Text:
Start of Block

Dr. Vaida says that the survey shows that many hospitals “still have a way to go to bring the medical staff on board” with many of the process and system changes that have been shown to reduce drug errors.
As an example, he points to hospitals that try to institute formal policies to check the accuracy of verbal or telephone medication orders. While it may seem like common sense to require nurses who take verbal drug orders from physicians over the telephone to repeat the order back to make sure nothing gets lost in translation, Dr. Vaida explains that pushback from physicians can complicate matters.
“All too often,” he says, “physicians give an order and then automatically hang up or even chastise a nurse for repeating back an order. They sometimes even say they don’t have time for this.”
It’s an example of one opportunity that hospitals have to make progress in reducing drug problems. “There is a lot of evidence out there that things like this work,” he says. “Physicians should take the lead, and regularly say something like, ‘Read that back to me to make sure we have it correct.’ ”
Bringing physicians on board
Even as Dr. Vaida says that hospitals need to do more to reach out to physicians, he says it’s clear that many physicians understand the need to make changes in how they practice. A good example is avoiding abbreviations that have been shown to cause mix-ups.
If physicians weren’t on board with this type of initiative, he says, the recent survey would have shown much lower rates of improvement between 2000 and 2004. “You need everybody on board to show improvement in some of these areas,” Dr. Vaida explains. “It really is an interdisciplinary effect.”

End of Block

Data provided:
Start of Block

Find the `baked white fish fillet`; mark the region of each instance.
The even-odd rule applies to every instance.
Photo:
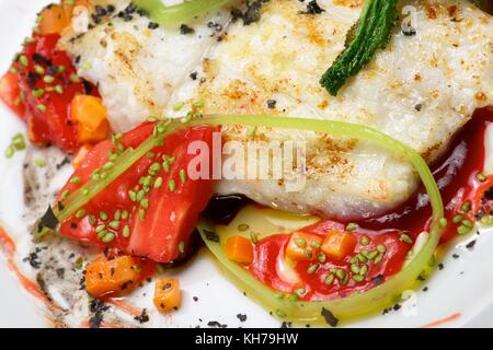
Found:
[[[401,10],[415,10],[416,34],[402,33],[408,14],[401,14],[387,48],[336,97],[319,79],[344,48],[363,1],[318,0],[320,14],[302,13],[307,3],[271,0],[250,25],[228,22],[229,10],[208,14],[191,22],[194,35],[176,27],[149,33],[141,16],[113,20],[110,28],[96,26],[66,48],[80,56],[80,74],[100,86],[115,130],[149,114],[182,116],[173,110],[176,103],[204,101],[206,114],[265,113],[370,126],[433,161],[474,109],[492,104],[493,19],[468,1],[401,1]],[[205,36],[209,21],[223,27],[220,40]],[[195,71],[197,79],[190,79]],[[278,180],[217,184],[219,194],[244,194],[288,211],[372,215],[402,202],[419,183],[405,160],[365,141],[268,128],[253,136],[230,128],[225,139],[308,142],[302,191],[288,192]]]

End of Block

Tasks to perform:
[a] In the article on hospital drug errors, between which two years did the survey measure rates of improvement?
[b] Give a continuation of the article on hospital drug errors, picking up right after its final sentence.

Task results:
[a] Between 2000 and 2004.

[b]
Technology also appears to be contributing to hospitals’ improvements on the survey. The self-assessment found that nearly 15 percent of hospitals now have bedside bar coding processes in place for at least some of their patients. And about 12 percent of hospitals said they have computerized physician order entry, a number that is up 4 percent.
The ISMP survey found that the greatest improvements since 2004 occurred in hospitals’ willingness to discuss errors openly using nonpunitive approaches. ISMP found a 43 percent increase in “non-punitive, system-based approaches to error reduction.”
The recent survey also found a 29 percent improvement since 2000 in efforts to minimize problems with look-alike/sound-alike drugs. Many hospitals are now physically separating these drugs, putting alert stickers on them, or putting information in their computer systems that notify practitioners when these drugs are ordered.
The pace of progress
Dr. Vaida says that overall, he is encouraged by the pace of progress. He notes that as recently as 2000, in the aftermath of the IOM patient safety report’s publication, “many of these were new ideas. It is heartening to see that many hospitals now have adopted a much more open culture for sharing error reports.”
Another good sign? Dr. Vaida says that anecdotally, at least, hospitals that have conducted the self-assessment process that is part of the survey have said that it was “a great learning experience.” Many also use it as a jumping-off point for quality-improvement projects.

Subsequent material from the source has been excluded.